* JOBS *
**A.** In the Spark word count post, which Hadoop version does the poster say they were running?
**B.** Repeat the part of the Spark word count post starting at "I've tried to" and ending at "input = sc.textFile(args(0))".
**C.** Go on with the Spark yarn-cluster word count post from where it stops.

* DOCUMENT SEGMENT *
================================

Search code examples
scalaapache-sparkconfigurationhadoop-yarnhadoop2

spark yarn-cluster mode hdfs io file path configuration


I've tried to run basic spark wordcount example below on name-node server with psuedo-dist mode : hadoop 2.6.0

import org.apache.spark.{SparkConf, SparkContext}

object WordCount {
  def main(args: Array[String]){

    //args(0): input file name, args(1): output dir name
    //e.g. hello.txt hello
    val conf = new SparkConf().setAppName("WordCount")
    val sc = new SparkContext(conf)

    val input = sc.textFile(args(0))
    val words = input.flatMap(_.split(" "))
    val counts = words.map((_, 1)).reduceByKey(_ + _)

    counts.saveAsTextFile(args(1))
  }
}

with start.sh file like this...

================================

* RECORDED INFORMATION *
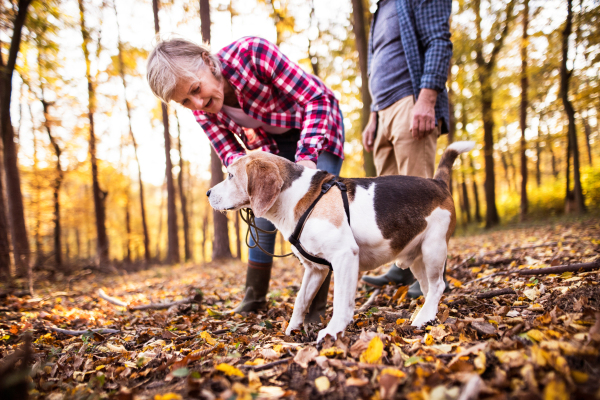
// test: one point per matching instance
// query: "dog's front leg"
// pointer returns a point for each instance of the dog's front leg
(345, 272)
(311, 283)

================================

* ANSWERS TO EACH TASK *
**A.** Hadoop 2.6.0

**B.**
I've tried to run basic spark wordcount example below on name-node server with psuedo-dist mode : hadoop 2.6.0

import org.apache.spark.{SparkConf, SparkContext}

object WordCount {
  def main(args: Array[String]){

    //args(0): input file name, args(1): output dir name
    //e.g. hello.txt hello
    val conf = new SparkConf().setAppName("WordCount")
    val sc = new SparkContext(conf)

    val input = sc.textFile(args(0))

**C.**
$SPARK_HOME/bin/spark-submit \
--master yarn-cluster \
--class com.gmail.hancury.hdfsio.WordCount \
./target/scala-2.10/sparktest_2.10-1.0.jar hello.txt server_hello

when I write input file path like

hdfs://master:port/path/to/input/hello.txt or
hdfs:/master:port/path/to/input/hello.txt or
/path/to/input/hello.txt

something mysterious additional path is attached automatically

/user/${user.name}/input/

so, if I wrote path like /user/curycu/input/hello.txt then there applied path like this : /user/curycu/input/user/curycu/input/hello.txt

so there occur an fileNotFound exception.

I want to know where on earth that magical path comes from...

I've checked core-site.xml, yarn-site.xml, hdfs-site.xml, mapred-site.xml, spark_env.sh, spark-defaults.conf of name-node server but there is no clue for /user/${user.name}/input


Solution

  • all above error occur when you don't use assembly jar (uber jar)...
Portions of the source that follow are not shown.